[START OF SUPPLIED TEXT]

# [time 130] Re: [time 129] Re: [time 128] On Pratt's Duality

Sun, 4 Apr 1999 15:37:39 +0900

Dear Stephen,

The parts you quoted from Prugovecki are all well-known in math, and do not
reflect the special features of the dualism of Chu spaces.

Best,
Hitoshi

----- Original Message -----
From: Stephen P. King <stephenk1@home.com>
Pratt <pratt@CS.Stanford.EDU>
Sent: Sunday, April 04, 1999 1:58 PM
Subject: [time 129] Re: [time 128] On Pratt's Duality

> Dear Hitoshi,
>
> I don't think that he knows Pratt's work, but...
>
> page 33.
>
> "An M-coordinate-independent definition of 'covariant vectors'... can be
> obtained by introducing the *cotangent space* T_x^*M above x as the
> algebraic dual of T_xM. -i.e.as consisting of real-valued linear
> functionals w over T_xM. An equivalent definition of cotangent space can
> also be given in terms of the family of all smooth real-valued functions
> defined on some neighborhood N_x of x, which forms the basis of the
> definition (1.5), by introducing for each element f in that family the
> following linear maps:
>
> df: X |-> Xf \element R^1, X \element T_xM. (1.8)"
>
> ...
>
> Page 63. Note 11
> "Note that, in the case that g is a matrix that acts by matrix
> multiplication on the elements of R^n, for its action from the
> rightthose elements have to be viewed as one-row matrices, whereas for
> its action on the left they have to be viewed as one-column matrices, so
> that one mode of such action can be related to the other by taking the
> transposes of the matrices in question."

[END OF SUPPLIED TEXT]
[START OF INFORMATION SHOWN]

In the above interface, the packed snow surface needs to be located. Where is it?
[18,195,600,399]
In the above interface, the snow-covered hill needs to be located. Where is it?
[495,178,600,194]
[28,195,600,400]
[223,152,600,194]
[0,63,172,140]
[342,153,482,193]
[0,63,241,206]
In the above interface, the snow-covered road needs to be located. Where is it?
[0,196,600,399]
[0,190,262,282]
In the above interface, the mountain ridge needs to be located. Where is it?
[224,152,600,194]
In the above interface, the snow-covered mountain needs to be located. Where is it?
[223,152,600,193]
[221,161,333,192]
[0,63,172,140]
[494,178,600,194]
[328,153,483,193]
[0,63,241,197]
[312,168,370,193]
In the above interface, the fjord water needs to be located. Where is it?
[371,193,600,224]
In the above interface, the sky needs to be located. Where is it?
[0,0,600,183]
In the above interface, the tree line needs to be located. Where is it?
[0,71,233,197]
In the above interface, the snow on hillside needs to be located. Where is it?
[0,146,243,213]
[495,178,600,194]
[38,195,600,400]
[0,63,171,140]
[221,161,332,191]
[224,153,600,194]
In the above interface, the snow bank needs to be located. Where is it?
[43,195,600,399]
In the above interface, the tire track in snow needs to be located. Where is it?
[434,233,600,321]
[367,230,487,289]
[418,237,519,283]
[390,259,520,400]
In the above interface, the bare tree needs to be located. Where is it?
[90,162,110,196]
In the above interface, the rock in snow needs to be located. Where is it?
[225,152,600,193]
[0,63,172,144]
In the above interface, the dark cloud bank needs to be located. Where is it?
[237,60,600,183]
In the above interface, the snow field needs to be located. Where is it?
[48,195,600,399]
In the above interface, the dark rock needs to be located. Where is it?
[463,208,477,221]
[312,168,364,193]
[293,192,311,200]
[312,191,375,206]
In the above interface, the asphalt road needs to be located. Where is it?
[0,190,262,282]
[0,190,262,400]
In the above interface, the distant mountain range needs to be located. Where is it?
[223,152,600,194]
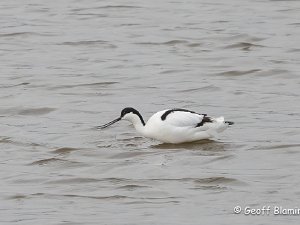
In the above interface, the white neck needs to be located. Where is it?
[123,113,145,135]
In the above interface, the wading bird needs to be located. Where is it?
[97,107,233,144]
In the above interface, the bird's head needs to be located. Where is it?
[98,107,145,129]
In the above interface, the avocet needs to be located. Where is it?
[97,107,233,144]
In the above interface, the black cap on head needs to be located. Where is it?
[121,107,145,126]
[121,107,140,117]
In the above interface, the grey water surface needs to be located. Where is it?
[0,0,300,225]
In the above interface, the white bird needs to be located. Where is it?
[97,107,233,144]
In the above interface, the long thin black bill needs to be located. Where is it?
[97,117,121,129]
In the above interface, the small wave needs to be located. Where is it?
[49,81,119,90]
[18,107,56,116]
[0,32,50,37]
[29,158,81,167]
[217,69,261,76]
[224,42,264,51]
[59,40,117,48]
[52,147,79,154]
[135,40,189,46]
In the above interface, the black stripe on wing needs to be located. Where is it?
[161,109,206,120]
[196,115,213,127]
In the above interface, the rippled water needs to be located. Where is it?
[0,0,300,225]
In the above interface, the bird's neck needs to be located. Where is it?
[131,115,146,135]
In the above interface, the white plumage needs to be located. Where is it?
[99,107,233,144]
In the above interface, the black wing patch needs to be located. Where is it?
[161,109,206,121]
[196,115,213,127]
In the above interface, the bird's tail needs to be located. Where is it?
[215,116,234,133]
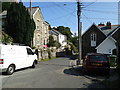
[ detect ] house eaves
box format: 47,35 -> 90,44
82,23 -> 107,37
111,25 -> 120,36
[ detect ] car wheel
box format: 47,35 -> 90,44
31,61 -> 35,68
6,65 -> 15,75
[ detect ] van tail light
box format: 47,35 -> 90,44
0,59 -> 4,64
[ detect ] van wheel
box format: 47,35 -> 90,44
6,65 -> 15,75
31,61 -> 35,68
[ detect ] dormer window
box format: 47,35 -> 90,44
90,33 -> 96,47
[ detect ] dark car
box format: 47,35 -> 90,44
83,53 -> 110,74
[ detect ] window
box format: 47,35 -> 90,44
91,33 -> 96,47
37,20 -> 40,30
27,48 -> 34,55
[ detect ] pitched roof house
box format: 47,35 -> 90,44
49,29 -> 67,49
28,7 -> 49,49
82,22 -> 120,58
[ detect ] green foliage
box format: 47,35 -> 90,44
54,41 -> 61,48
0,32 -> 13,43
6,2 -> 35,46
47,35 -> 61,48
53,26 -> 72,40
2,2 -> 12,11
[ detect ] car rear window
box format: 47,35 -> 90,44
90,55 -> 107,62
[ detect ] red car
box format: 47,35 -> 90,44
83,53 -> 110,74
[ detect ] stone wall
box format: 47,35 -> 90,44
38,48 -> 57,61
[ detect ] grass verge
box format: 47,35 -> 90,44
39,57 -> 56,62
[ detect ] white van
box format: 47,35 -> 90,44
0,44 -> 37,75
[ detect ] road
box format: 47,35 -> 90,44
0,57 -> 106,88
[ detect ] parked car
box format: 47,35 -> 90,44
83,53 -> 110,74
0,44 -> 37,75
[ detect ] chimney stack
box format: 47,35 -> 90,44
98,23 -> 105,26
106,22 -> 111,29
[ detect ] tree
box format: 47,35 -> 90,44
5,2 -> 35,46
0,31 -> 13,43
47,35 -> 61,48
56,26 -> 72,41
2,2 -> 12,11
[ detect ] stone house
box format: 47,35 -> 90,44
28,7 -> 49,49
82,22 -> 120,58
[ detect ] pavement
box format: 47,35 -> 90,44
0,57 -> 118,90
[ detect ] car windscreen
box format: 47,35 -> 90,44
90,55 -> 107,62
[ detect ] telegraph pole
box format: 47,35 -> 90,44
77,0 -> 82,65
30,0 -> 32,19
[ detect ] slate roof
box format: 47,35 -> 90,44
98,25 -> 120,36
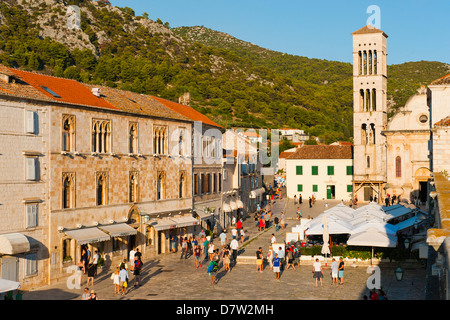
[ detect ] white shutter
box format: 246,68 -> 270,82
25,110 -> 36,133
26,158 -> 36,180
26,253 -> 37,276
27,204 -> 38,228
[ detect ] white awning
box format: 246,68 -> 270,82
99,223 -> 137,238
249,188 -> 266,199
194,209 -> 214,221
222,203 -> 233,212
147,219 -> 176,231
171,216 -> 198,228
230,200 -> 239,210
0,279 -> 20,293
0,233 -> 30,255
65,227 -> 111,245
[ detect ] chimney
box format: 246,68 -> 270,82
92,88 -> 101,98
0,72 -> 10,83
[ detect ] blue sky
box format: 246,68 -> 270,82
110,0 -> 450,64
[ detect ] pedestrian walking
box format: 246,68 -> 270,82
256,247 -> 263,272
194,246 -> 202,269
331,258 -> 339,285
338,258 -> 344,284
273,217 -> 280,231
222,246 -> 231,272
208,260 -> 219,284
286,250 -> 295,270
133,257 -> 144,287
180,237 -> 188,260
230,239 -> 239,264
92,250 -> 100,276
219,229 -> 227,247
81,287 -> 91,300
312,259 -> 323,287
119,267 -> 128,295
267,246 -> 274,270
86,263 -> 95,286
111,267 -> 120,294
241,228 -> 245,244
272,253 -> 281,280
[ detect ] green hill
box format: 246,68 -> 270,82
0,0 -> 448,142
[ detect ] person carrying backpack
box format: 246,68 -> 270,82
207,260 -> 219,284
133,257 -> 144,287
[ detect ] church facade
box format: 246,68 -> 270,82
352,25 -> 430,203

[END OF INFORMATION SHOWN]
[START OF INFORMATION SHOWN]

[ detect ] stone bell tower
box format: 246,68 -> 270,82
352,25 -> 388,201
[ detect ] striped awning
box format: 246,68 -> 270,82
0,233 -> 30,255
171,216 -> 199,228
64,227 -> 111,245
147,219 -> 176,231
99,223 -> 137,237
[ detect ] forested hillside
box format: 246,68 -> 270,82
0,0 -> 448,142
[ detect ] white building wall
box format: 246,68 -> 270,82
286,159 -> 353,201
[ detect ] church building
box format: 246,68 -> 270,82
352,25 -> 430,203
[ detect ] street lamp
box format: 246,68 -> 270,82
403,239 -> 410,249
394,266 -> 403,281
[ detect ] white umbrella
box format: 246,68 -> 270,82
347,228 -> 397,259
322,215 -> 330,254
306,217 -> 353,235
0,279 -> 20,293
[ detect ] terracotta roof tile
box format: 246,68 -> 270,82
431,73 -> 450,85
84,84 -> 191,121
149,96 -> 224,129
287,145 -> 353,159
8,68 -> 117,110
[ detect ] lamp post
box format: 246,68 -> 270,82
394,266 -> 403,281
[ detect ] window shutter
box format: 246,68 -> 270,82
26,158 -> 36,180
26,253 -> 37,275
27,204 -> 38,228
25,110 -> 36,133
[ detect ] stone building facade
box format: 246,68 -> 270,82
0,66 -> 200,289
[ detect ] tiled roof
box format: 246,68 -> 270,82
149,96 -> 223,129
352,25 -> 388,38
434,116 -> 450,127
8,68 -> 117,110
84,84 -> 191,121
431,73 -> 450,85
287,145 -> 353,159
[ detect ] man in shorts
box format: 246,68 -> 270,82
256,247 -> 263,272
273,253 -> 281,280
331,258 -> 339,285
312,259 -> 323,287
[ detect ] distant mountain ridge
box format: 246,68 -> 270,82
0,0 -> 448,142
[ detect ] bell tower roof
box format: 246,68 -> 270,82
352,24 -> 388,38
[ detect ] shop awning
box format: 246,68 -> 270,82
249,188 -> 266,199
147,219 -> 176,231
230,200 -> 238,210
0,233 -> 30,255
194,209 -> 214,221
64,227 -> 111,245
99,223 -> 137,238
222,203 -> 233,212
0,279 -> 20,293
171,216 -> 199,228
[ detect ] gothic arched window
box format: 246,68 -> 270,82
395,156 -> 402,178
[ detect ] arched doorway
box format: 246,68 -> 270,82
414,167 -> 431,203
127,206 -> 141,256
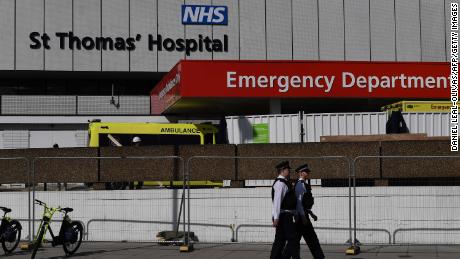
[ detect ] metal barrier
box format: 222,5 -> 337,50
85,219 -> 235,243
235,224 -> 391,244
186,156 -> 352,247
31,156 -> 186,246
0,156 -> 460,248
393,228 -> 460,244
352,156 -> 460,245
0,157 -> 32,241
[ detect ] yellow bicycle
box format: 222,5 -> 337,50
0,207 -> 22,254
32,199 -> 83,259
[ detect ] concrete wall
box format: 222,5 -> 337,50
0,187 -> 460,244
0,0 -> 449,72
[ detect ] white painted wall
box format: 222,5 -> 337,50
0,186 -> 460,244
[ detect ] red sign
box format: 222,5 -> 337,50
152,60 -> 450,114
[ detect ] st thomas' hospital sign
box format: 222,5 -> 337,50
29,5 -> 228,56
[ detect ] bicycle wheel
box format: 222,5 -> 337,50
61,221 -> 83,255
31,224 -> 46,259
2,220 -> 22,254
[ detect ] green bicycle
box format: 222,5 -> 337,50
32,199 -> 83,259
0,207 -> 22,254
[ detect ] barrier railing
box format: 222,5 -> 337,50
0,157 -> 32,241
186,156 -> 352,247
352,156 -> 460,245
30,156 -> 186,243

[END OF INFORMATION SHOWN]
[START OF INFORMATION SHOWN]

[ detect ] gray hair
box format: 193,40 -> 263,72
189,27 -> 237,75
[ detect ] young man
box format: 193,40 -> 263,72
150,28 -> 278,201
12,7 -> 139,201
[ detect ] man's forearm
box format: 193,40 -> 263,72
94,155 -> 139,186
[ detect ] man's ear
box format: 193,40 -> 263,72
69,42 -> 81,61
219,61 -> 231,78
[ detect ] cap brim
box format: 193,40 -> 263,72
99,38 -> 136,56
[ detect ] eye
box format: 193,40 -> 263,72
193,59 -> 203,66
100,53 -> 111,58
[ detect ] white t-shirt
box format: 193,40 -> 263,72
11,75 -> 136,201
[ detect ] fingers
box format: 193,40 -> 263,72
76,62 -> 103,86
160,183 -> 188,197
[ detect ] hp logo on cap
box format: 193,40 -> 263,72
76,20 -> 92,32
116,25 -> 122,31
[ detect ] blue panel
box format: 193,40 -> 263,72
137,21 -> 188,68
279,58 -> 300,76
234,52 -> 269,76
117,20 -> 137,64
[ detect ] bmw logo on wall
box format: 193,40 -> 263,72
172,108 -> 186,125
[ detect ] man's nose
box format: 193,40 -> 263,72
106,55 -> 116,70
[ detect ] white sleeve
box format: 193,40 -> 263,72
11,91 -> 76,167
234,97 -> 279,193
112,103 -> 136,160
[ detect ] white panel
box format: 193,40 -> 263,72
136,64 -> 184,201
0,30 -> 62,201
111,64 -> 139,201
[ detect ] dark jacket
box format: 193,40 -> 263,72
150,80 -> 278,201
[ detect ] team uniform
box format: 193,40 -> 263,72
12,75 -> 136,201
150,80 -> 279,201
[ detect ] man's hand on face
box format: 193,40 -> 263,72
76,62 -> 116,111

[END OF INFORMATION SHOWN]

• JOBS:
a – Retype the email on Pratt's duality from "Sun, 4 Apr 1999" up to and including "of Chu spaces.".
b – Write what comes next in the email on Pratt's duality, starting after its last sentence.
The entries are separate material and have no connection to the email on Pratt's duality.

• THE RESPONSES:
a –
Sun, 4 Apr 1999 15:37:39 +0900

Dear Stephen,

The parts you quoted from Prugovecki are all well-known in math, and do not
reflect the special features of the dualism of Chu spaces.

b –
>
> These properties are consistent with a Chu space. I may have gotten a
> bit exited and missed something... :) There is much to cover and I am a
> bit tired. :)
>
> Later,
>
> Stephen
>
> >
> > Dear Stephen,
> >
> > ----- Original Message -----
> > From: Stephen P. King <stephenk1@home.com>
> > Cc: Time List <time@kitada.com>
> > Sent: Sunday, April 04, 1999 11:19 AM
> > Subject: [time 127] Re: [time 121] RE: [time 115] On Pratt's Duality
> >
> > > Dear Hitoshi,
> > >
> > > I apologize for the length of this... :) BTW, I think that Prugovecki's
> > > formalism already has Chu_2 spaces built in, he just does not understand
> > > the implications! More on this later... ;)
> >
> > At which points or where in the book does Prugovecki include Chu spaces?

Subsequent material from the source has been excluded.